Exercises:
[1] In the transfer case text, revise everything from "Transfer case failure for" down to "Transfer Case Assembly?", swapping "grinding" for "scraping".
[2] Please turn the paragraph of the transfer case text that begins "When the transfer case has failed" into a numbered list of steps that keeps its main facts.

Transfer case failure for older models of vehicles is typically denoted by failure to shift between drive modes, where modern vehicles may have the same issues, and more. Modern vehicles will see warning lights for the transfer case, traction control, and possibly anti lock brake systems, as well as any other manufacturer specific all wheel drive system warning light. All transfer cases will make the same noises when they fail. This may be a grinding, clicking, thumping, rattle, squeak or bearing howl. Some modern vehicles will reduce available engine power and prevent driving over certain speeds to protect the transfer case when problems are detected.

Can I drive with a bad Transfer Case Assembly?

Since the transfer case is essential to drive, any failure resulting in inability to operate the vehicle normally will require immediate repair. Noises from the transfer case should not be ignored. This is because a light noise may be a candidate for repair, but when the noise turns into a larger issue, replacement is almost guaranteed to be the only recourse.

How often does the Transfer Case Assemblies need replacement?

Transfer cases in some makes and models are known for frequent failure, even in the first 50,000 miles. However, this is not typical of a well maintained transfer case in a vehicle driven in a non-aggressive manner. In general, transfer case failure is going to include a leak, so preventing failure means repairing leaks before the transfer case runs dry of oil.

How are Transfer Case Assembly issues diagnosed?

Transfer case issues on modern vehicles are obvious as a scanner will identify fault codes related to the issue. The vehicle may drive normally in most instances, so the issue may have to be replicated through driving to determine the cause of the fault. When a transfer case is obviously mechanically damaged, it must be removed, disassembled, checked against specifications, and diagnosed as repairable or not.

How are Transfer Case Assemblies replaced?

When the transfer case has failed, it must be removed by, first, draining the oil from the transfer case, removing the driveshafts, and disconnecting the transfer case input from the transmission output shaft. Electronic connections must be removed, and the transfer case will be supported by a transmission jack before removing the transfer case mounting bolts. Replacement is the reverse of removal, and the driveshaft universal joints, transmission output shaft seal, and, if equipped, coupler will be inspected and replaced if necessary. Finally, the transfer case is filled to specification with the appropriate fluid.

RepairPal Recommendations for Transfer Case Assembly issues

Even if a transfer case issue does not cause complete failure, the vehicle should be placed out of service. This is to protect the transfer case from further damage, and provide safety for the intended occupants. If the transfer case fails during operation, the vehicle may be left permanently in neutral or the transfer case may bind. If the transfer case is malfunctioning electronically it can cause erratic shifts from high to low gear and from two-wheel drive to four-wheel drive. Either situation can cause a dangerous situation while driving.

What to look out for when dealing with Transfer Case Assembly issues

Many models of vehicle, even from the same model year, will use a different transfer case than another vehicle of the same type. This is due to differences in gear ratios, engine power, and intended use for the vehicle. Before replacing a transfer case, ensure that the proper part number is ordered to avoid incompatibility.

Can I replace the Transfer Case Assembly myself?

Transfer case replacement is a large job, but a straightforward job. The biggest issue to overcome is how to remove and install the transfer case, as transfer cases can be very heavy. Diagnosing a transfer case is not typically a difficult task, but if the electronic operation of the transfer case is not understood, the transfer case may be replaced for a minor electronic issue.

[Saved entries]

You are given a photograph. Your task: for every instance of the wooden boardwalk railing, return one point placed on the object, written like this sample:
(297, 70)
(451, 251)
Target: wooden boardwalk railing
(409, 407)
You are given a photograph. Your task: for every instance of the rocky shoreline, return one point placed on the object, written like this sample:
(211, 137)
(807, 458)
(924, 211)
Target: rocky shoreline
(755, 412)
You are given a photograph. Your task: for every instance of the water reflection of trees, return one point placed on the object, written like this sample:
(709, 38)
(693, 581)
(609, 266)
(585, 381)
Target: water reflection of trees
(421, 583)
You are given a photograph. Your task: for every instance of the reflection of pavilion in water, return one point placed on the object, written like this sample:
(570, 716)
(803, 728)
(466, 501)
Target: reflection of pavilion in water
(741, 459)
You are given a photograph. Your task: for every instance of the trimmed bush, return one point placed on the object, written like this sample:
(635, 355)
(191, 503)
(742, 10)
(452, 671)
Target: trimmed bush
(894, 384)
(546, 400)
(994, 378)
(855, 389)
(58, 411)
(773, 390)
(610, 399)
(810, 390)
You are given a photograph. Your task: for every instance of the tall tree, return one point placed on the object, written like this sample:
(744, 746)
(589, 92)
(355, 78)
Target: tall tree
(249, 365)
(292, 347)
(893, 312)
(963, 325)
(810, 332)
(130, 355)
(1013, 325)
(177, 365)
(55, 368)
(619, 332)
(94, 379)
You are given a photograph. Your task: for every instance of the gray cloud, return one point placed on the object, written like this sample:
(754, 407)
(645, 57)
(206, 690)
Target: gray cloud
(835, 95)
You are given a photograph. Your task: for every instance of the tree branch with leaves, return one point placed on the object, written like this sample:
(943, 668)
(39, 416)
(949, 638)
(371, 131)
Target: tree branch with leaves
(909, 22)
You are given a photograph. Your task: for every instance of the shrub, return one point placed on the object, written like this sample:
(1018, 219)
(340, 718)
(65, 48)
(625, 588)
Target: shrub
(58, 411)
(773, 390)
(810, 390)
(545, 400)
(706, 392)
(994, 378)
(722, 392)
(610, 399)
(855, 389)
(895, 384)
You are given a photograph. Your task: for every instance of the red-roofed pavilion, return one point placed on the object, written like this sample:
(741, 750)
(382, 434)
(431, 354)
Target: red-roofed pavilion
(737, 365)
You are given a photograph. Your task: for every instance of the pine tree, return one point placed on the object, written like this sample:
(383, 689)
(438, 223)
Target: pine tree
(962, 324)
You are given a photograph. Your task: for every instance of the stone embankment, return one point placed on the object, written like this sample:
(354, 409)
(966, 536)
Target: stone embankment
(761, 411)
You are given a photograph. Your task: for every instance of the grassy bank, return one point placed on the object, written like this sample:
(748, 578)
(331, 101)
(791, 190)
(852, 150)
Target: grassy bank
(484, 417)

Responses for each task:
[1]
Transfer case failure for older models of vehicles is typically denoted by failure to shift between drive modes, where modern vehicles may have the same issues, and more. Modern vehicles will see warning lights for the transfer case, traction control, and possibly anti lock brake systems, as well as any other manufacturer specific all wheel drive system warning light. All transfer cases will make the same noises when they fail. This may be a scraping, clicking, thumping, rattle, squeak or bearing howl. Some modern vehicles will reduce available engine power and prevent driving over certain speeds to protect the transfer case when problems are detected.

Can I drive with a bad Transfer Case Assembly?

[2]
1. Drain the oil from the transfer case.
2. Remove the driveshafts.
3. Disconnect the transfer case input from the transmission output shaft.
4. Remove the electronic connections.
5. Support the transfer case with a transmission jack, then remove the mounting bolts.
6. Install the replacement by reversing the removal steps. Inspect the driveshaft universal joints, the transmission output shaft seal and, if equipped, the coupler, and replace them if necessary.
7. Fill the transfer case to specification with the appropriate fluid.